Given request |
Collect every line in the items below that contains the string "window" and copy each of those lines in full.
-- Start --
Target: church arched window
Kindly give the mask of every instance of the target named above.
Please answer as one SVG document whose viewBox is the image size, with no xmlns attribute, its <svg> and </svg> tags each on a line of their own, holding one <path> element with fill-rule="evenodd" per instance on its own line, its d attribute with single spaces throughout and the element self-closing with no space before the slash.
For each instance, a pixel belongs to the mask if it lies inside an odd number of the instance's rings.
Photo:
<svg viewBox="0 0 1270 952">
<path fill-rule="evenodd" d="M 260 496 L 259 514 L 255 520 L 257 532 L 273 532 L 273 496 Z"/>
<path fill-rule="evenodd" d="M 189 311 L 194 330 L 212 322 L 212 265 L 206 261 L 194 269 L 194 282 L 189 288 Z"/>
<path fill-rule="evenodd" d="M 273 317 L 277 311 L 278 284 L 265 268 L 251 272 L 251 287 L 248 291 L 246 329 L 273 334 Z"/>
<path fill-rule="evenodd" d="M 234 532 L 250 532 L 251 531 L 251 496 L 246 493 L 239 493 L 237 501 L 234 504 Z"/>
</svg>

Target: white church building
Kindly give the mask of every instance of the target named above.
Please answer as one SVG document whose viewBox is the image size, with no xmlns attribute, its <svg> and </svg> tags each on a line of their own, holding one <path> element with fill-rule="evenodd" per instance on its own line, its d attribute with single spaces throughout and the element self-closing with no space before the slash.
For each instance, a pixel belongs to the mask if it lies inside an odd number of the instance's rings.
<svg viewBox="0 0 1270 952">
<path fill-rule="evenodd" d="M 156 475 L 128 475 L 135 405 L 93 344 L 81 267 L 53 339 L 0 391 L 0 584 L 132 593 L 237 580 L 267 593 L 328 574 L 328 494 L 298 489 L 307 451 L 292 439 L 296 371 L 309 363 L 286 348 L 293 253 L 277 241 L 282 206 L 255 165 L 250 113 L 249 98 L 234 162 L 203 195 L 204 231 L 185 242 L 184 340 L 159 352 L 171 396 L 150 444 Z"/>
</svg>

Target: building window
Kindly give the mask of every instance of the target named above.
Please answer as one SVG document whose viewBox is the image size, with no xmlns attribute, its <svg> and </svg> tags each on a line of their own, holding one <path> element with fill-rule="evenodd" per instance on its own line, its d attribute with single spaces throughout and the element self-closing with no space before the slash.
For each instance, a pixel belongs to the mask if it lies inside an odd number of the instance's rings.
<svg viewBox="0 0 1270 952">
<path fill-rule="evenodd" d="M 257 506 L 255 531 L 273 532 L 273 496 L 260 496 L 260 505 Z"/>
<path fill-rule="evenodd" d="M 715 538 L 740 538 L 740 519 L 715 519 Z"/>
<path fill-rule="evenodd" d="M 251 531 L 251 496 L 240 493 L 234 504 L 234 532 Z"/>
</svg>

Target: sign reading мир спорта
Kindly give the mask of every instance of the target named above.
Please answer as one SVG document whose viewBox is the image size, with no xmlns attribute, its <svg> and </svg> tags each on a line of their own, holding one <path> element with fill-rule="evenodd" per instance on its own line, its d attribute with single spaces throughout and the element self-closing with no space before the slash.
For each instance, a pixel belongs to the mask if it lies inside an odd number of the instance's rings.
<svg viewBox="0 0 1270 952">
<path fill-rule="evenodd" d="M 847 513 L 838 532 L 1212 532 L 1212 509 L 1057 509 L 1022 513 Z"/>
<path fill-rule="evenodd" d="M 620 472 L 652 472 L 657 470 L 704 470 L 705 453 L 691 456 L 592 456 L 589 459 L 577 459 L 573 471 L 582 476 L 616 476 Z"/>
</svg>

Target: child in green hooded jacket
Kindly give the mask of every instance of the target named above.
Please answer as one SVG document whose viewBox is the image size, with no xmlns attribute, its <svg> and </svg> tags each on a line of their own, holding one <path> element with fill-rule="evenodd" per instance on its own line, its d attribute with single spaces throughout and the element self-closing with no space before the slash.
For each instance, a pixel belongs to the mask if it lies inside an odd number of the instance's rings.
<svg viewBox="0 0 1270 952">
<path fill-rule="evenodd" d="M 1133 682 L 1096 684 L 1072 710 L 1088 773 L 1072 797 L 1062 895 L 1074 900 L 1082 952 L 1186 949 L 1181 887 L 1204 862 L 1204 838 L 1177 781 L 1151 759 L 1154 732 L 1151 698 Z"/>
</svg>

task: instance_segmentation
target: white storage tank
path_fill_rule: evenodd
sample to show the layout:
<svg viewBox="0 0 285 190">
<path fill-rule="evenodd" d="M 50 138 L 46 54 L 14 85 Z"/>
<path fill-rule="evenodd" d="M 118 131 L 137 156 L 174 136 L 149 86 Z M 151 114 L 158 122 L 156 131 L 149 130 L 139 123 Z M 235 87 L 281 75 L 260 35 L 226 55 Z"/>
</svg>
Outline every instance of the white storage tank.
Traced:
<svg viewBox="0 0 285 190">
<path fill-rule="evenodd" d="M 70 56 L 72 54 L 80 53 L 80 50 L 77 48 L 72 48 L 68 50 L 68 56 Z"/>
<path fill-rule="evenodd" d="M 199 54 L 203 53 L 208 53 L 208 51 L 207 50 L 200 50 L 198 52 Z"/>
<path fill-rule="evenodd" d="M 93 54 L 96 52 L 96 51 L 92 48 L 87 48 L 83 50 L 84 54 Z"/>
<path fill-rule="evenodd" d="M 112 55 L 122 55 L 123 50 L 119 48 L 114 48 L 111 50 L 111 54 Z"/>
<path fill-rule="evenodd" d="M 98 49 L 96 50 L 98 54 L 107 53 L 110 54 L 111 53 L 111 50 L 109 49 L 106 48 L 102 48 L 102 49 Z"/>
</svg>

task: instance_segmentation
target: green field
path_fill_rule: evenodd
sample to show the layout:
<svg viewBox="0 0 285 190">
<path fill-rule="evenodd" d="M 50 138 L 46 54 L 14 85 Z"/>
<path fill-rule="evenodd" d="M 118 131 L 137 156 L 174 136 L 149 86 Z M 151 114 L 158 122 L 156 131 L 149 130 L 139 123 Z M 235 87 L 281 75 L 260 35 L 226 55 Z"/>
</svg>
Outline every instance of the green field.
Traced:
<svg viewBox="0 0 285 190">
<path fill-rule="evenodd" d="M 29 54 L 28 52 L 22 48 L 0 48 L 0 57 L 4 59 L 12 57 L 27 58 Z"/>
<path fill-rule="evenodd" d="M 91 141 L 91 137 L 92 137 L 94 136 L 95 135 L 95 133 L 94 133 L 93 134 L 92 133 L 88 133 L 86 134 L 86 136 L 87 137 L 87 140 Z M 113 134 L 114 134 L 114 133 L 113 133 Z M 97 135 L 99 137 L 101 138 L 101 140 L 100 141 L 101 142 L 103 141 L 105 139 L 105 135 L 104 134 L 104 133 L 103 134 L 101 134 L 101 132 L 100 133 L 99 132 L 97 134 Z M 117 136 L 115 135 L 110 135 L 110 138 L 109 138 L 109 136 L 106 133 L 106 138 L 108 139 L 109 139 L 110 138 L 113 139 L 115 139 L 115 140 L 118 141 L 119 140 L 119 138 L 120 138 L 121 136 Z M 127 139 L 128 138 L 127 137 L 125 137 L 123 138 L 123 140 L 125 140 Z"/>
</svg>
-- End --
Expected answer |
Target: church arched window
Target: building window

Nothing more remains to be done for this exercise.